_Work required_:
Reproduce the data in full, exactly.

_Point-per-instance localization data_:
..........

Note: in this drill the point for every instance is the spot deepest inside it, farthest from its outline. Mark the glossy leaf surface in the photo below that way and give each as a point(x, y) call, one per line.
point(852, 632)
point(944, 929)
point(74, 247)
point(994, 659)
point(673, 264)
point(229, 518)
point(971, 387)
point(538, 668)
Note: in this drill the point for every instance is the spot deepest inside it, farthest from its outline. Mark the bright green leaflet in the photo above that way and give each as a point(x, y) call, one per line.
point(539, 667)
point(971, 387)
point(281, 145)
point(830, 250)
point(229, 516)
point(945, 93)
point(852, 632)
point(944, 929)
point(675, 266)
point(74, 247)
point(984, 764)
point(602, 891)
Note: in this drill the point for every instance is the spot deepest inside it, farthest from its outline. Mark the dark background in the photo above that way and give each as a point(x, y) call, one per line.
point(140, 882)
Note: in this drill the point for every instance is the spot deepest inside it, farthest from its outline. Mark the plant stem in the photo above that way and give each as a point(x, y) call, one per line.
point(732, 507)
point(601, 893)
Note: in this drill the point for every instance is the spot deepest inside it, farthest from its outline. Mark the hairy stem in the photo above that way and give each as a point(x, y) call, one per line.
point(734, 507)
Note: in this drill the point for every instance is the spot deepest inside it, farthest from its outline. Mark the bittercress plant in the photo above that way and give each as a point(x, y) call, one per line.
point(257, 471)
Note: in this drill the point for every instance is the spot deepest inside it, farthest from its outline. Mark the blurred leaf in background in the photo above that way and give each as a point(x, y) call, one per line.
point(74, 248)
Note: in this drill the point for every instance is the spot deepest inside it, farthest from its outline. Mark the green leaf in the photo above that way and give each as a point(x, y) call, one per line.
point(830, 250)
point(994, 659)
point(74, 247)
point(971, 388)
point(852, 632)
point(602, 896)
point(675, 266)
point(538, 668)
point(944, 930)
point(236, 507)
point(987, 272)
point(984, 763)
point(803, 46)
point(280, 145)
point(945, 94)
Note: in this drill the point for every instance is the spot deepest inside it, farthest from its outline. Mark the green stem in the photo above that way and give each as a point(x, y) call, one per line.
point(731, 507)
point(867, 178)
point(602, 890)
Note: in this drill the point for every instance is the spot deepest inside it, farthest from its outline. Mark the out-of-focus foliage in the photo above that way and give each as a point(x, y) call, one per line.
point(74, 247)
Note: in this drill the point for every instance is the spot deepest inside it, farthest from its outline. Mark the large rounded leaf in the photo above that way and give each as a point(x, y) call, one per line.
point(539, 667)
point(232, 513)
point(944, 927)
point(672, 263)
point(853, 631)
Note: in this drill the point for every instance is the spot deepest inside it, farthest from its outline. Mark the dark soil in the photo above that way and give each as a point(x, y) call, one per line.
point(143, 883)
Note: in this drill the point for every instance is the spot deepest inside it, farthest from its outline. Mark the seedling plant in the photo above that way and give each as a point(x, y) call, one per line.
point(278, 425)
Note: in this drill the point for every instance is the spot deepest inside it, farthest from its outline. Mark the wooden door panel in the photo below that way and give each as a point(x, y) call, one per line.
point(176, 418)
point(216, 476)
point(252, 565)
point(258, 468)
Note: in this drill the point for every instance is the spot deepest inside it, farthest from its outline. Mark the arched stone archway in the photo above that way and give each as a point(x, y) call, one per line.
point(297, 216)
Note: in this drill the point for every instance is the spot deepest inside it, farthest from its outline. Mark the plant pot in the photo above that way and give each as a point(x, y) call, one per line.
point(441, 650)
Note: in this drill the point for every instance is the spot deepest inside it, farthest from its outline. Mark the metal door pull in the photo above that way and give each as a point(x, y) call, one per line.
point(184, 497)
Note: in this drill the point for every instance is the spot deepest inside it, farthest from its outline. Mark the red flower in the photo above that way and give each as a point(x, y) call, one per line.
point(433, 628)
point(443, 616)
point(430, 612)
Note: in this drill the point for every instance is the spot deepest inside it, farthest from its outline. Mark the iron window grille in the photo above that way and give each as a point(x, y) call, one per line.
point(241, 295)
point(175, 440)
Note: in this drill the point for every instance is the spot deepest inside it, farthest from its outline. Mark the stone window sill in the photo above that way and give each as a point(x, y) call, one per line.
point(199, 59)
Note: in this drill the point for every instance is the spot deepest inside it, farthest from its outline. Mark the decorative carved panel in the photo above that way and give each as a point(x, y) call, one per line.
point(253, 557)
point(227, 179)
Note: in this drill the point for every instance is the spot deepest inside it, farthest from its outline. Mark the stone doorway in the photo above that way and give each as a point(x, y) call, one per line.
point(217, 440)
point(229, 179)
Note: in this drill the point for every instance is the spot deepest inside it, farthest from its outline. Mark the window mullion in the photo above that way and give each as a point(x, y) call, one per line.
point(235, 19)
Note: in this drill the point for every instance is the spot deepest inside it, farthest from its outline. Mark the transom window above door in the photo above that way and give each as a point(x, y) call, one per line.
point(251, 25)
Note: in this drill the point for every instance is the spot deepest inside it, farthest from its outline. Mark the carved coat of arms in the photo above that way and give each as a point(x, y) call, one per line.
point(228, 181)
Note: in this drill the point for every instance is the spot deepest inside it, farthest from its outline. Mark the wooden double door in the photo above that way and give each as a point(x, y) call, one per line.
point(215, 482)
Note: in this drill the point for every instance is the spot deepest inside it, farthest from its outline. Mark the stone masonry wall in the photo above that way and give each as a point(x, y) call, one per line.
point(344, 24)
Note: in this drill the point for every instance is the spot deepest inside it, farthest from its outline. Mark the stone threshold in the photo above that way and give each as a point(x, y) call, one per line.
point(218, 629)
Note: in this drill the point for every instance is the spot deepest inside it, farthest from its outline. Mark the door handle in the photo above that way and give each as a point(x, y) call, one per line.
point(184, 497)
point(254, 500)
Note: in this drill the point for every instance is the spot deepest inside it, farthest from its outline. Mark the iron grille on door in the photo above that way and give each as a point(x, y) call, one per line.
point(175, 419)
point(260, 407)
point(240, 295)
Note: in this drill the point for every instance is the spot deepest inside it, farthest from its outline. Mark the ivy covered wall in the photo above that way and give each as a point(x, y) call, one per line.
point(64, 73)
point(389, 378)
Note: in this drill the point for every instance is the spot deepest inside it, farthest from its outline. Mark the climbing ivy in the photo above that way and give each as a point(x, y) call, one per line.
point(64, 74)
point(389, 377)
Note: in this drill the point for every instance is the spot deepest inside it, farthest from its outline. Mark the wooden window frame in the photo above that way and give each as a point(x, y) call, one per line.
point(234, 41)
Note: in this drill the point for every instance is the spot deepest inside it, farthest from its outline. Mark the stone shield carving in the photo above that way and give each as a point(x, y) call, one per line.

..........

_Finished task_:
Note: in this drill the point for every instance is the spot deepest inside it, farthest from its outline. Mark the glossy leaf surface in the photo below that way and give each as a point(x, y) call, one per line.
point(852, 632)
point(944, 929)
point(74, 247)
point(994, 659)
point(673, 264)
point(229, 518)
point(971, 387)
point(538, 668)
Note: in this drill the point for every instance is the spot deepest inside it, farthest from its outline. Mark the bright green leaflet in the photo above that way and give each as a point(x, y) call, one per line.
point(539, 667)
point(971, 387)
point(281, 145)
point(830, 250)
point(229, 516)
point(945, 93)
point(852, 632)
point(944, 929)
point(675, 266)
point(74, 247)
point(984, 764)
point(602, 891)
Note: in this drill the point for every instance is the spot deepest inside it, farthest from its outline. Mark the dark background in the photo above that way and give each as a point(x, y) call, one per line.
point(140, 882)
Note: in this drill the point for every instance is the spot deepest inside it, farthest from its outline. Mark the plant stem in the photo above that way and give each as a point(x, y) call, one per line.
point(732, 507)
point(601, 893)
Note: in this drill the point for every instance is the spot deepest inside it, farthest from its outline. Mark the hairy stem in the photo above that way and give each as a point(x, y) call, one per line.
point(734, 507)
Note: in this drill the point for every instance is the spot deepest inside it, farthest from its outline. Mark the bittercress plant in the photo above that way and give each as a point(x, y) call, one per line.
point(257, 471)
Note: in this drill the point for every instance is the spot deepest inside it, farthest from its outline. Mark the blurred leaf in background in the photo above that way and give each as a point(x, y) call, one per line.
point(74, 248)
Note: in this drill the point for every instance is the spot deepest inside it, farthest from its outline. Mark the green leaf in the photo above that way and give each as a point(x, y) call, one per line.
point(830, 250)
point(994, 659)
point(74, 247)
point(971, 388)
point(852, 632)
point(602, 896)
point(675, 266)
point(538, 668)
point(944, 930)
point(236, 507)
point(987, 272)
point(984, 763)
point(803, 46)
point(280, 145)
point(945, 94)
Note: in this drill the point for every instance is the spot deepest inside it, farthest from its outline. Mark the green stem in the photo above that way and give each as a point(x, y) call, one per line.
point(731, 507)
point(867, 178)
point(602, 890)
Note: in this drill the point for every instance is the spot deepest inside it, farthest from its outline. Mark the out-of-focus foliage in the photo above that way and give each as a point(x, y) call, one per line.
point(74, 247)
Note: in this drill the point for every instance is the spot deepest inside it, farthest from its outline. Mark the large rounded leaf in the photo above that way and give each as a point(x, y) call, one per line.
point(539, 667)
point(232, 513)
point(944, 927)
point(672, 263)
point(853, 631)
Note: in this drill the point for every instance is the spot deepest inside it, farthest from its outline. Mark the dark soil in the photo above that way and give each as a point(x, y) call, one per line.
point(143, 883)
Note: in this drill the point for every instance is the spot deepest inside it, farthest from its outline. Mark the seedling plant in the photo above that way and give each as a point(x, y) call, one per line.
point(278, 425)
Note: in this drill the point for every instance is the spot deepest inside it, farthest from its outline. Mark the wooden door panel in the photo below that way and give each as a point(x, y) call, one per line.
point(176, 418)
point(216, 476)
point(252, 565)
point(258, 468)
Note: in this drill the point for every instance is the spot deepest inside it, farthest from its outline. Mark the arched stone archway in the photo above that way and give each as a point(x, y) call, one per line.
point(297, 216)
Note: in this drill the point for every instance is the spot deepest inside it, farthest from its outline. Mark the plant pot in the photo above that way and give each as a point(x, y) call, one per line.
point(441, 650)
Note: in this drill the point for every instance is the spot deepest inside it, farthest from its outline. Mark the metal door pull in the photo above that way and give each as a point(x, y) call, one per line.
point(184, 497)
Note: in this drill the point for every instance is the spot deepest inside it, farthest from its outline. Mark the red flower in the photo above that way and give each as a point(x, y) call, one per line.
point(433, 628)
point(443, 616)
point(430, 612)
Note: in this drill the point for every instance is the spot deepest inside it, farthest from its outline. Mark the iron window grille in the photo above that way and give each as a point(x, y) call, one per line.
point(241, 295)
point(175, 440)
Note: in this drill the point for every instance is the spot deepest inside it, farthest from its outline. Mark the stone window sill in the photo above that way and give each as a point(x, y) call, one per line.
point(199, 59)
Note: in this drill the point for every instance is the spot deepest inside it, farthest from its outline. Mark the decorative carved panel in the photo above that way and give each as a point(x, y) call, one per line.
point(253, 557)
point(227, 179)
Note: in this drill the point for every instance is the spot deepest inside it, farthest from its outline. Mark the stone doorway in the photo above that way and give each as a point(x, y) call, one per line.
point(217, 440)
point(229, 179)
Note: in this drill the point for every instance is the spot deepest inside it, farthest from its outline. Mark the window mullion in the photo above that way and give each as a point(x, y) call, one per line.
point(235, 19)
Note: in this drill the point for every instance is the spot deepest inside it, farthest from its outline. Mark the transom window above door in the photo above that way and give each as a point(x, y) call, one per line.
point(251, 25)
Note: in this drill the point for every instance is the spot deepest inside it, farthest from its outline. Mark the carved coat of arms in the photo above that way and give each as a point(x, y) call, one per line.
point(228, 181)
Note: in this drill the point for every instance is the spot deepest inside it, farthest from its outline. Mark the wooden double door in the photo above that way and give each as a point(x, y) call, one per line.
point(215, 482)
Note: in this drill the point for every instance is the spot deepest inside it, farthest from its outline. Mark the stone masonry wall in the photo above that way and give each as a point(x, y) call, one per line.
point(344, 24)
Note: in this drill the point for every instance is the spot deepest inside it, farthest from its outline. Mark the stone threshold in the photo above that way and give each as a point(x, y) call, one per line.
point(218, 629)
Note: in this drill the point for every instance is the spot deepest inside it, farthest from its outline. Mark the door handle in the photo above that way and give each as a point(x, y) call, one per line.
point(184, 497)
point(254, 500)
Note: in this drill the point for every instance is the spot deepest inside it, farthest from its outline. Mark the iron grille on door in the photo above that way and give each as a point(x, y) call, one per line.
point(175, 419)
point(260, 407)
point(240, 295)
Note: in this drill the point for every instance is the spot deepest inside it, farthest from its outline. Mark the ivy covered wall in the photo above that way and give each as a point(x, y) call, one per line.
point(64, 73)
point(389, 378)
Note: in this drill the point for every instance is the spot deepest inside it, farthest from its outline. Mark the climbing ivy in the photo above that way and give each as a point(x, y) call, one per line.
point(64, 74)
point(389, 377)
Note: in this drill the point for every instance is the spot deepest inside it, farthest from its outline. Mark the wooden window frame in the photo above that way and give each as a point(x, y) call, one per line.
point(234, 41)
Note: in this drill the point for every instance is the spot deepest inside it, farthest from its outline. Mark the stone shield carving in the photo above that way and give each as a point(x, y) call, one per line.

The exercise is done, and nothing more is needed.